About this exercise:
Every record must be copied exactly, except that pictures are dropped.

(Referring expression data)
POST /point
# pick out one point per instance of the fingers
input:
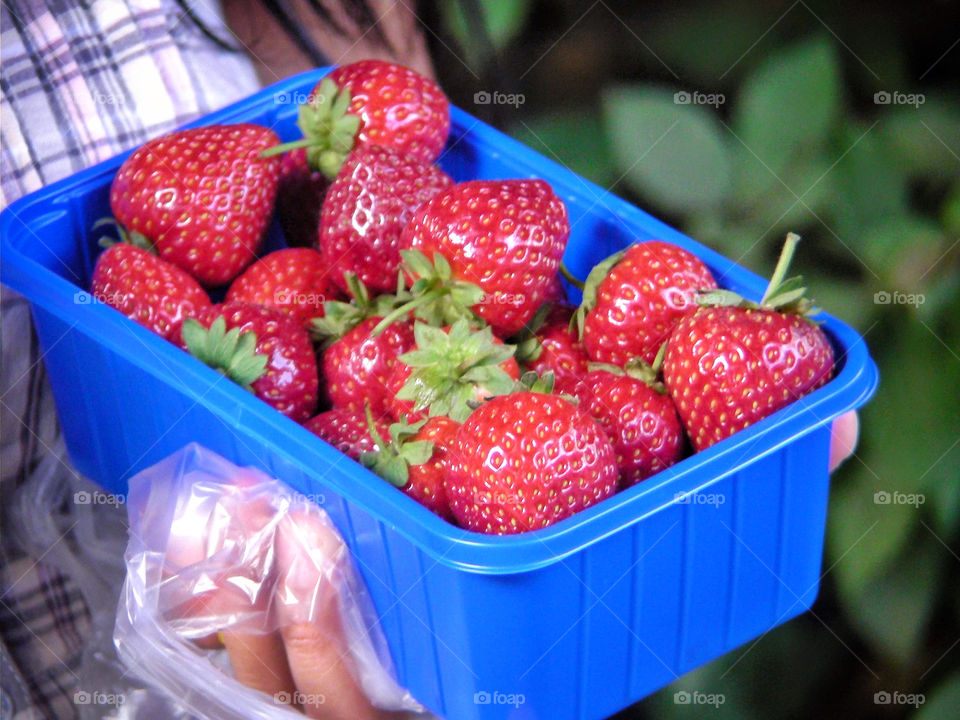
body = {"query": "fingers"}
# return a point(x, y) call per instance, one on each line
point(259, 662)
point(843, 438)
point(308, 554)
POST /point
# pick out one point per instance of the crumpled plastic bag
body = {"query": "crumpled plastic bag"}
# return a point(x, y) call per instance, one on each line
point(221, 551)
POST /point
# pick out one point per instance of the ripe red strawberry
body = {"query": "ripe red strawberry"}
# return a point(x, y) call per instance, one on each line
point(487, 248)
point(735, 362)
point(156, 294)
point(300, 194)
point(202, 197)
point(555, 347)
point(450, 369)
point(525, 461)
point(368, 205)
point(357, 367)
point(638, 417)
point(415, 460)
point(261, 349)
point(633, 299)
point(347, 430)
point(371, 102)
point(293, 280)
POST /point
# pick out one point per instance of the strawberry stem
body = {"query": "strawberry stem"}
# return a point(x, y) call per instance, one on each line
point(783, 264)
point(571, 278)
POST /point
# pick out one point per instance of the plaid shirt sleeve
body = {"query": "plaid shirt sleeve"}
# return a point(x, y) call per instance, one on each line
point(79, 83)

Result of the exercise:
POST /point
# pick out one point per instance of the fingers
input:
body = {"query": "fingers"}
# return a point(x, y) call per instance, one on each line
point(259, 662)
point(843, 438)
point(308, 554)
POST /point
# pick out one point per instance of the crumpled plastic bag
body = {"query": "crumpled plastic bag"}
# return a point(x, y) call per instance, one on each line
point(221, 551)
POST /point
# pick out one point per instance of the ripe red strawberry
body = {"query": "ripe red strawberry"}
# return a point(x, y) call per instance, one on each line
point(487, 248)
point(735, 362)
point(156, 294)
point(300, 194)
point(202, 197)
point(555, 347)
point(450, 369)
point(525, 461)
point(368, 205)
point(357, 367)
point(638, 417)
point(415, 460)
point(261, 349)
point(633, 299)
point(347, 430)
point(371, 102)
point(293, 280)
POST /point
# pick out one point per instance of the strawberry stem
body = {"query": "strawberry stem"}
# return a point(x, y) call per instance, one on each line
point(783, 264)
point(571, 278)
POST /point
# pick out one point per instance of the plaid shirt sleeve
body = {"query": "plaid shirt sleeve"}
# return a point(x, y) call per instance, one on each line
point(79, 83)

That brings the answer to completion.